Yet few people were interested in negotiating with the Communists or reaching a compromise with them. Some enterprising young East Germans looked for a new way to show how they felt. Five days before the municipal elections, West German television had screened a special broadcast from the Hungarian border with Austria. Hungarian soldiers were cutting the wire fence - the Iron Curtain - and opening the border to the West. It was an extraordinary sight that showed some East Germans a way out of their prison nation. If they could not climb over the Wall, tunnel under it or fly over it, perhaps there was a way around it? In small numbers to begin with they started to make their way to Hungary, hoping they might never have to return to the GDR.
THIRTY-SIX
EXPULSION OF THE TURKS
Sofia, Saturday 20 May 1989
THE WINTER HAD BEEN one of the harshest on record in Bulgaria. The spring was proving no easier. Queues in the shops were the longest in living memory. Bread, milk, cheese, eggs, fresh vegetables of all kinds were hard to obtain for most families. After the oil price crashed in 1985-6, Bulgaria’s ruse of selling cheap Soviet oil on to the West ceased to be profitable. Western bankers were refusing to lend further money. The country was bankrupt. Todor Zhivkov turned to a tried and tested tactic to deflect any criticism of himself: once again he unfurled the flag of nationalism. The country’s problems, he said, were all caused by the foreigners within. So they would have to go. He announced that he would throw out all the ethnic Turks from Bulgaria. The decision was as bizarre as it was cruel. It triggered a reaction he had not predicted. Zhivkov thought he would strengthen his position on a wave of patriotic fervour. But this time his campaign was treated with disdain by the majority of Bulgarians, prompted a plot against him among his own clique of elite Communist officials in Sofia, and created an international outcry.
By 1989 all but a fraction of the ethnic Turks had been compelled to change their names, as the regime had been forcing them to do since the mid-1980s. Those who refused were either dead or had been jailed, but the bitterness among the minority population ran deep. From 9 May 1989, Turks in the north-east and south of Bulgaria began a series of demonstrations to coincide with the Conference on Security and Co-operation summit held in Paris. There were three marches - in Kaolinovo, Todor Ikonomovo and in Tolbukhin near Varna, organised by the Democratic League for Human Rights. This had been founded by Turks who had spent time on the prison island of Belen for refusing to adopt Bulgarian names. Demonstrators demanded the right to speak Turkish, the right to practise Islam and the restoration of their original Muslim names. The regime’s response was brutal.

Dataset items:
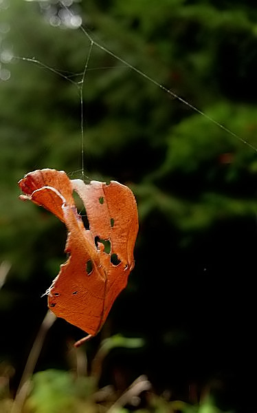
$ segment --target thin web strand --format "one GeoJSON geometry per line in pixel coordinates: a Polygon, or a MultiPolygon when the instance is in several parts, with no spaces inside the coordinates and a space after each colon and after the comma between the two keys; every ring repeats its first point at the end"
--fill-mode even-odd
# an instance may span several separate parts
{"type": "Polygon", "coordinates": [[[84,131],[84,104],[83,104],[83,87],[84,83],[86,78],[86,74],[87,72],[88,65],[89,63],[89,60],[91,57],[91,54],[92,52],[92,49],[93,46],[93,41],[91,41],[90,42],[89,50],[87,56],[86,63],[84,67],[83,74],[82,76],[82,79],[79,83],[80,86],[80,131],[81,131],[81,168],[82,168],[82,176],[84,180],[84,175],[85,175],[85,167],[84,167],[84,156],[85,156],[85,131],[84,131]]]}
{"type": "Polygon", "coordinates": [[[17,60],[23,61],[25,61],[25,62],[30,62],[30,63],[35,63],[36,65],[38,65],[38,66],[41,66],[43,69],[47,69],[47,70],[49,70],[50,72],[52,72],[55,74],[57,74],[58,76],[60,76],[60,77],[63,78],[66,81],[68,81],[68,82],[70,82],[71,83],[72,83],[73,85],[74,85],[75,86],[76,86],[77,87],[78,87],[78,82],[74,82],[68,76],[65,76],[61,72],[59,72],[56,69],[54,69],[54,67],[51,67],[51,66],[48,66],[45,63],[43,63],[41,61],[38,61],[36,59],[34,59],[34,57],[33,58],[31,58],[31,57],[21,57],[19,56],[14,56],[13,59],[16,59],[17,60]]]}
{"type": "MultiPolygon", "coordinates": [[[[69,12],[69,13],[70,13],[70,14],[72,16],[73,14],[72,14],[72,12],[71,12],[71,10],[65,4],[63,4],[63,2],[62,2],[62,4],[63,4],[63,7],[66,9],[66,10],[67,12],[69,12]]],[[[110,50],[105,46],[103,46],[100,43],[94,41],[93,39],[93,38],[90,36],[90,34],[87,32],[87,30],[82,25],[80,25],[79,28],[84,33],[84,34],[87,37],[89,41],[90,41],[91,44],[93,43],[93,45],[94,45],[95,46],[96,46],[97,47],[98,47],[99,49],[100,49],[101,50],[102,50],[103,52],[107,53],[107,54],[109,54],[110,56],[113,57],[115,60],[120,61],[121,63],[124,64],[126,67],[128,67],[129,69],[131,69],[135,73],[137,73],[137,74],[139,74],[142,77],[144,77],[145,79],[146,79],[151,83],[153,83],[153,85],[155,85],[156,86],[157,86],[159,89],[161,89],[166,93],[168,94],[170,96],[172,96],[175,99],[177,99],[179,102],[181,102],[181,103],[183,103],[183,105],[185,105],[186,106],[187,106],[188,107],[191,109],[192,111],[199,114],[200,115],[201,115],[202,116],[205,118],[205,119],[207,119],[208,120],[210,120],[213,124],[216,125],[218,127],[223,129],[227,134],[229,134],[230,136],[234,136],[234,138],[236,138],[236,139],[238,139],[238,140],[242,142],[243,144],[245,144],[245,145],[247,145],[247,147],[249,147],[249,148],[253,149],[255,152],[257,152],[257,148],[256,147],[254,147],[254,145],[252,145],[249,142],[248,142],[247,140],[246,140],[245,139],[244,139],[243,138],[242,138],[241,136],[240,136],[235,132],[233,132],[232,130],[229,129],[225,126],[222,125],[222,123],[220,123],[219,122],[216,120],[214,118],[212,118],[212,116],[210,116],[206,113],[201,111],[200,109],[198,109],[196,106],[194,106],[193,105],[192,105],[191,103],[190,103],[189,102],[188,102],[187,100],[186,100],[185,99],[181,98],[180,96],[177,95],[176,93],[172,92],[170,89],[168,89],[167,87],[166,87],[165,86],[164,86],[163,85],[159,83],[157,81],[156,81],[153,78],[150,77],[146,73],[142,72],[139,69],[137,69],[137,67],[136,67],[135,66],[133,66],[129,62],[126,61],[126,60],[124,60],[124,59],[122,59],[122,57],[118,56],[118,54],[115,54],[113,52],[112,52],[111,50],[110,50]]]]}

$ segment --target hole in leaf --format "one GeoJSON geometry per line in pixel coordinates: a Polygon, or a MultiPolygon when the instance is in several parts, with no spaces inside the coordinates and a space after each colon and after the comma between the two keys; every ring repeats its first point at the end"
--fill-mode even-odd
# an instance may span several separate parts
{"type": "Polygon", "coordinates": [[[111,262],[113,265],[119,265],[121,261],[118,259],[117,254],[113,253],[111,255],[111,262]]]}
{"type": "Polygon", "coordinates": [[[87,262],[86,270],[88,275],[90,275],[93,271],[93,262],[91,260],[89,260],[87,262]]]}
{"type": "Polygon", "coordinates": [[[111,241],[109,240],[101,240],[99,237],[95,237],[95,244],[97,248],[98,248],[98,242],[101,242],[103,244],[104,253],[107,254],[111,253],[111,241]]]}
{"type": "Polygon", "coordinates": [[[85,210],[83,202],[79,195],[74,191],[72,193],[78,214],[82,219],[84,226],[86,229],[89,229],[89,222],[87,219],[87,211],[85,210]]]}

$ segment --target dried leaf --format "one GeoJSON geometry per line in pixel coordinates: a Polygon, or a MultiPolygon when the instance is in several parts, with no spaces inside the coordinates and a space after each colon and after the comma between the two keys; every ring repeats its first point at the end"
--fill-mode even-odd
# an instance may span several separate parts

# What this exercise asks
A – In the passage on the expulsion of the Turks from Bulgaria, which group organized the three marches?
B – Pick up the passage on the expulsion of the Turks from Bulgaria right after its final sentence and keep writing.

# Results in order
A – The Democratic League for Human Rights.

B –
About 15,000 attended the peaceful, silent protests, and were met with the full force of the State. They were surrounded by troops and militia who used dogs, clubs, tear gas and helicopter gunships against unarmed civilians. The official figures put the casualty toll at seven dead and forty injured, but reliable witnesses insist the more accurate number was sixty dead and well over a hundred injured. About a thousand demonstrators were arrested. The towns and villages where the protests took place were sealed off by military roadblocks and communications were cut. Four-day curfews were imposed and soldiers patrolled the streets, beating and arresting people indiscriminately. They sought out those who joined the demonstrations for special treatment. Dozens more died over the next few days.
The government’s first reaction was to make an example of the organisers and the Turkish community leaders. But then Zhivkov chose a different, far more radical, route. On this day he decided to get rid of the Muslim minority once and for all, though he would start with the troublemakers. He ordered Interior Minister Georgi Tanev ‘to organise the quick expulsion of all the extremists and fanatics among the Turkish Muslims and to stimulate the emigration of the rest’. Tanev had been Communist Party boss in the predominantly Turkish area of Kurdjali in the mid-1980s and distinguished himself by the zeal he had shown in the earlier campaign to force the Muslims to change their names. Now, within a few days, 5,000 Turks were deported. They were mostly writers, journalists, artists and academics but included many doctors, engineers and teachers - a large proportion of the minority population’s professional class.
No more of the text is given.